- [Action item]: Leave the pictures aside and give back every entry below word for word.
[[ Data in this exercise open ]]
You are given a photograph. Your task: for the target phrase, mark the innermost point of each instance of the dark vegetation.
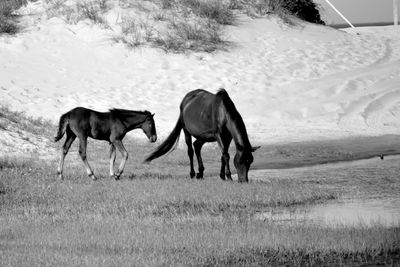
(8, 20)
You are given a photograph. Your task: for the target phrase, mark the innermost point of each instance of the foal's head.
(149, 128)
(242, 162)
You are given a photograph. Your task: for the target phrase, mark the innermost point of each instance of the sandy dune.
(290, 83)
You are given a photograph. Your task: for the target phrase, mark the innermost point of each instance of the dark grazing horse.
(208, 118)
(110, 126)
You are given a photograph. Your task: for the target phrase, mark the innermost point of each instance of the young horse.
(209, 118)
(109, 126)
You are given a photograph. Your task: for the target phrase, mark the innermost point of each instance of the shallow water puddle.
(363, 213)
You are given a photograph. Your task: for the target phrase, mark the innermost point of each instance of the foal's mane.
(234, 116)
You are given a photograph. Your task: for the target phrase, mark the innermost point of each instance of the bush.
(8, 23)
(304, 9)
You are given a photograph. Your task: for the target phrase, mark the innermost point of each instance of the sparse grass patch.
(92, 10)
(199, 35)
(134, 32)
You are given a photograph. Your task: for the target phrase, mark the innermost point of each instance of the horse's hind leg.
(82, 153)
(188, 139)
(64, 150)
(198, 144)
(113, 154)
(121, 148)
(224, 143)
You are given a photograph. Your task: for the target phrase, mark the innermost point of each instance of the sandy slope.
(290, 83)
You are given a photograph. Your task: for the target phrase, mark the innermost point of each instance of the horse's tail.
(169, 143)
(62, 126)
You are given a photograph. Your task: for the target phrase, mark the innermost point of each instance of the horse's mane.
(126, 112)
(234, 115)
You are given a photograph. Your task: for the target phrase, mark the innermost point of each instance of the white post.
(340, 14)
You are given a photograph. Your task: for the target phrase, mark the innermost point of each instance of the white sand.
(290, 83)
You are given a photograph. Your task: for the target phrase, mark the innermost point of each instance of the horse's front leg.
(121, 148)
(64, 150)
(113, 155)
(82, 153)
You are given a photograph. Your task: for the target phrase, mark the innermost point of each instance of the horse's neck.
(238, 131)
(133, 121)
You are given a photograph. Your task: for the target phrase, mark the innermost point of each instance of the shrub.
(91, 10)
(211, 9)
(304, 9)
(8, 23)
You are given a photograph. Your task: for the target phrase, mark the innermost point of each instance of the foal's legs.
(64, 150)
(188, 139)
(121, 148)
(198, 144)
(113, 155)
(82, 153)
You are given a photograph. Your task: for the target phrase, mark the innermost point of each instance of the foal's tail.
(169, 143)
(62, 127)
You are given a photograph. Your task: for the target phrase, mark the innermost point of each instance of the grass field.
(156, 216)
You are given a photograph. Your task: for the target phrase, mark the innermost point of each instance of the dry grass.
(160, 217)
(157, 216)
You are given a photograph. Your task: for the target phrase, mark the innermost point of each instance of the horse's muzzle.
(153, 138)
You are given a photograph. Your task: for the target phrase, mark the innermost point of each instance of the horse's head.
(242, 161)
(149, 128)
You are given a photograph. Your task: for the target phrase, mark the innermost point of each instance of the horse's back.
(197, 114)
(89, 122)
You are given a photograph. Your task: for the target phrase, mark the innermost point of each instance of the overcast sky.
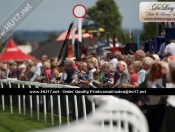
(57, 14)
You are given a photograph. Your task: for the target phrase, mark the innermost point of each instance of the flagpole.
(79, 29)
(73, 40)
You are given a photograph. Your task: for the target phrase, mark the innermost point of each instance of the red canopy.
(12, 52)
(63, 35)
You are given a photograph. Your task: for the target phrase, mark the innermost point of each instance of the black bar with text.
(60, 91)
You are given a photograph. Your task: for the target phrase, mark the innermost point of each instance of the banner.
(157, 11)
(67, 91)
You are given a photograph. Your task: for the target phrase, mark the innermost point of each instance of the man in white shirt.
(170, 48)
(37, 72)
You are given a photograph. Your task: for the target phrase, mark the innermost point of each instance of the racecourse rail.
(90, 112)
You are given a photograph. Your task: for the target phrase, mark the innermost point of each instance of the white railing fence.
(91, 113)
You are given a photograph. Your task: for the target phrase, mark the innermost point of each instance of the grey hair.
(117, 53)
(123, 63)
(68, 62)
(110, 67)
(105, 53)
(164, 64)
(4, 67)
(90, 66)
(172, 64)
(137, 64)
(84, 64)
(148, 60)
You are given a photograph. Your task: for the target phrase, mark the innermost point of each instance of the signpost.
(79, 11)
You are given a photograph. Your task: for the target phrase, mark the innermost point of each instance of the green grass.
(19, 123)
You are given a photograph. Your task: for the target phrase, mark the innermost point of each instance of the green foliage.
(17, 40)
(149, 28)
(19, 123)
(105, 14)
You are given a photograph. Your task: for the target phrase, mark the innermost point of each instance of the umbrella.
(63, 35)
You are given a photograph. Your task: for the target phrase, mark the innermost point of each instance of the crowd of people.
(112, 70)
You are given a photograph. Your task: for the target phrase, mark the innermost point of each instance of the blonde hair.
(47, 65)
(4, 67)
(141, 53)
(123, 63)
(110, 67)
(138, 64)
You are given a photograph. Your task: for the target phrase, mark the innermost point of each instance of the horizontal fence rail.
(89, 112)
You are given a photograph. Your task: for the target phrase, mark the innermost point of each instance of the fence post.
[[ Data in this exercise closed ]]
- [Expected answer]:
You are given a photograph. Your task: for the target phrase, mark the innermost point of each instance of the dark vegetation.
(8, 20)
You are given a photograph. Your task: for the target phrase, mark the innermost point of each instance of the foal's head.
(149, 128)
(242, 162)
You are given a photograph. Your task: for the target phrase, mark the innermost point of each instance of the sandy dune.
(290, 83)
You are given a photograph. Your task: for the target phrase, mark the innermost point of each instance of the dark grazing horse.
(208, 118)
(110, 126)
You are given a photograph. Your task: for the target phrase, mark the innermost point of each instance of the young horse.
(209, 118)
(109, 126)
You are given a photograph. Your task: for the target phrase, mark the innermost point of each instance of the shallow water puddle.
(363, 213)
You are given a photograph. Your task: for the target phrase, mark the innermost point of each instance of the foal's mane.
(234, 116)
You are given a photograph. Your task: for the target phrase, mark the innermost point of each instance of the bush.
(8, 23)
(304, 9)
You are given a photograph. Your task: for the target phrase, mark the innermost point of each instance of the sparse grass patch.
(92, 10)
(199, 35)
(134, 32)
You are given a photograph. Your task: for the target phrase, mark the innermost point of each instance of the horse's hind leg.
(82, 153)
(188, 139)
(64, 150)
(198, 144)
(113, 154)
(121, 148)
(224, 143)
You are given a photograph. Your task: for the target phrase, mark the innermost point of each instance of the sandy slope.
(290, 83)
You are given a photograph. Your task: for the target phrase, mark the innermost point of each instance of the horse's tail.
(169, 143)
(62, 126)
You are given a photograph. Your task: for the target phrase, mark the innermost point of each instance of the horse's mane.
(126, 112)
(234, 115)
You are given a photograph. Your task: for the target phrase, mark the innermost point of each instance of the white post.
(340, 14)
You are given a photograph. Your task: for the target phrase, mark the innermost point of each instance of the white sand.
(290, 83)
You are given a photograph. Your task: for the target phrase, mark the innermost point of each instance of the horse's front leg.
(121, 148)
(64, 150)
(113, 155)
(82, 153)
You are given a photograph. Your task: for the target phrase, mark the innermost point of each instance of the horse's neck.
(238, 131)
(133, 121)
You are given a photograph. Your task: for the target phrase, mark the innermost point of each instance of the shrub.
(91, 10)
(211, 9)
(304, 9)
(8, 23)
You are given a photograph. Your task: for the target phrase, mark the innermost point of each instance of the foal's legs.
(64, 150)
(188, 139)
(121, 148)
(198, 144)
(113, 155)
(82, 153)
You are given a photograph. Your task: for the target phrase, mark the innermost point of each instance of the foal's tail.
(169, 143)
(62, 127)
You are given a photograph. Your task: for the target phrase, mark the innermost point of each instance of the grass field.
(156, 216)
You are given a photograph. Your task: for the target phrase, mark the innermost point of each instance of the dry grass.
(160, 217)
(157, 216)
You are given a photograph. Your task: for the target phrase, mark the innermost point of each instance of the horse's muzzle.
(153, 138)
You are given a photograph. Your task: for the target phrase, mark the innermost point of each instance of the horse's head.
(242, 161)
(149, 128)
You are given a photograph. Your task: for the target phrase, mark the innermost point of each instance of the horse's back.
(197, 114)
(89, 122)
You are given a photograph. Your task: for the target phrase, mark the innermost point of each instance of the overcast sky.
(57, 14)
You are given a photograph. Your task: for the target phrase, mark the innermost point of each instance of the flagpole.
(79, 29)
(73, 40)
You are given a photograph. Your task: for the target phrase, mark the innermost point of each instance of the red canopy.
(12, 52)
(63, 35)
You are given a photograph. Your task: for the target phrase, mark the innermost point of each instance of the black bar with text.
(60, 91)
You are given a photograph. Your task: for the target phrase, mark the innermost point of each instance of the banner.
(157, 11)
(67, 91)
You are given a photograph. Your task: for the target phrase, mark the innermost point of each instance of the man in white shirt.
(170, 48)
(37, 72)
You are given a photograph. Your task: for the target phrase, mark the innermost point of each instance of the racecourse rail.
(90, 112)
You are given a photograph. Your task: for the target phrase, mark the innermost point of each instance of the white railing fence.
(91, 113)
You are given a photograph. Your task: for the target phrase, mark the innermost point of each instance of the grey hair.
(117, 53)
(123, 63)
(68, 62)
(110, 67)
(105, 53)
(164, 64)
(4, 67)
(90, 66)
(172, 64)
(137, 64)
(84, 64)
(148, 60)
You are given a photograph. Your task: for the target phrase, mark the innermost point of each instance of the signpost.
(79, 11)
You are given a photograph. Your task: for the target phrase, mark the innermost point of each instance of the green grass.
(19, 123)
You are given a photograph. Your task: for the target phrase, mark the innermost point of each instance of the green foliage.
(17, 40)
(149, 28)
(19, 123)
(105, 14)
You are given a photograph. Your task: for the target phrase, mark the innermost point of each instance of the umbrella.
(63, 35)
You are given a photograph. Your task: for the target phrase, mark the innermost point of each instance of the crowd of people.
(112, 70)
You are given a photograph. Your task: for the target phrase, mark the innermost point of each instance of the blonde hair.
(47, 65)
(4, 67)
(141, 53)
(123, 63)
(110, 67)
(138, 64)
You are given a photograph. Your task: for the target phrase, mark the innermost point of each instance of the horizontal fence rail.
(89, 112)
You are given a photograph. Your task: for the target phrase, mark the innermost point of each instance of the fence post.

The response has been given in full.